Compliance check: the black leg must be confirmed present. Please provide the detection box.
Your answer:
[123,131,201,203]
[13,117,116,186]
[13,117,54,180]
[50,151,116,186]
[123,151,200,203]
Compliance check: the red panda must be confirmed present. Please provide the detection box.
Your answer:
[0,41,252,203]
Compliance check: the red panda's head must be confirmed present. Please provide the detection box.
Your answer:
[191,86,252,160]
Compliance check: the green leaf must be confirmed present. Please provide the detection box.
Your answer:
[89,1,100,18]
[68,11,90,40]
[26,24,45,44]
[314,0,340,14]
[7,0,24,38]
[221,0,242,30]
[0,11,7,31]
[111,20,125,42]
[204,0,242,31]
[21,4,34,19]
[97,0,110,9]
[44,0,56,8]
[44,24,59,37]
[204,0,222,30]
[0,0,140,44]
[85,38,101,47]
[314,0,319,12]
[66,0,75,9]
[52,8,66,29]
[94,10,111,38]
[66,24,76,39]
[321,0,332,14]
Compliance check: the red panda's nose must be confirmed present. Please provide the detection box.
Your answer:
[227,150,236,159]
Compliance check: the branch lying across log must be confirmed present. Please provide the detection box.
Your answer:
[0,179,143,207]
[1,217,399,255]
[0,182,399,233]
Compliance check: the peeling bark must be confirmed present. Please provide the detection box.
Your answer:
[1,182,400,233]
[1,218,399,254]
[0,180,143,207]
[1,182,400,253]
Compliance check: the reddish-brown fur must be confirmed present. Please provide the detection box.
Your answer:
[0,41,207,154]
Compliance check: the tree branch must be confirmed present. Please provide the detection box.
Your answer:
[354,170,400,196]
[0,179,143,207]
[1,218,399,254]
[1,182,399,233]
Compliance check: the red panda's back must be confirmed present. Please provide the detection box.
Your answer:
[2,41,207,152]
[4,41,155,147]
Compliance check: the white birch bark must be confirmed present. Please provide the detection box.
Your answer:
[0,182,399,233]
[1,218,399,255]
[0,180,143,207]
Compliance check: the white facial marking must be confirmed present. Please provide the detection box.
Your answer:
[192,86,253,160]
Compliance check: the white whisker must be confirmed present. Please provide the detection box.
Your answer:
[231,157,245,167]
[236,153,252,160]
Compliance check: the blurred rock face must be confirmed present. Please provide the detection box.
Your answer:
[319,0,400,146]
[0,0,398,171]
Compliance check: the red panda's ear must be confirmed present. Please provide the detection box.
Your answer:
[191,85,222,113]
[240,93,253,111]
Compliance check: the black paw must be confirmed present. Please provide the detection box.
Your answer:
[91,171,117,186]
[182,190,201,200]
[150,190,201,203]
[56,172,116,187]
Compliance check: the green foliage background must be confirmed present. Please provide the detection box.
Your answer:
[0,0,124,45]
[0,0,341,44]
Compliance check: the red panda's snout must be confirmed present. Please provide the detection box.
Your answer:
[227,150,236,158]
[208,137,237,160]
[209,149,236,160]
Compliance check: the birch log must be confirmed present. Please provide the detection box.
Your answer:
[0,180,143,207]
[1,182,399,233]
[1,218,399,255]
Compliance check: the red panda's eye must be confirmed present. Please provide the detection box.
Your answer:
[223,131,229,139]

┄┄┄┄┄┄┄┄┄┄┄┄┄┄┄┄┄┄┄┄

_TASK OBJECTIVE_
Going down the listing above, begin printing at the line with "Compliance check: the reddish-brown" and finish with the line with "Compliance check: the red panda's back", exactly as they appear.

_EXPECTED OUTPUT_
Compliance check: the reddish-brown fur must be confirmed present. Please provide the detection box.
Your answer:
[0,41,207,154]
Compliance check: the tree branch must be confirmed present. Please provide the detection box.
Your answer:
[354,170,400,196]
[0,179,143,207]
[1,218,399,254]
[1,182,399,233]
Compliance check: the red panda's back must be confirmed present. Please provide the detection box.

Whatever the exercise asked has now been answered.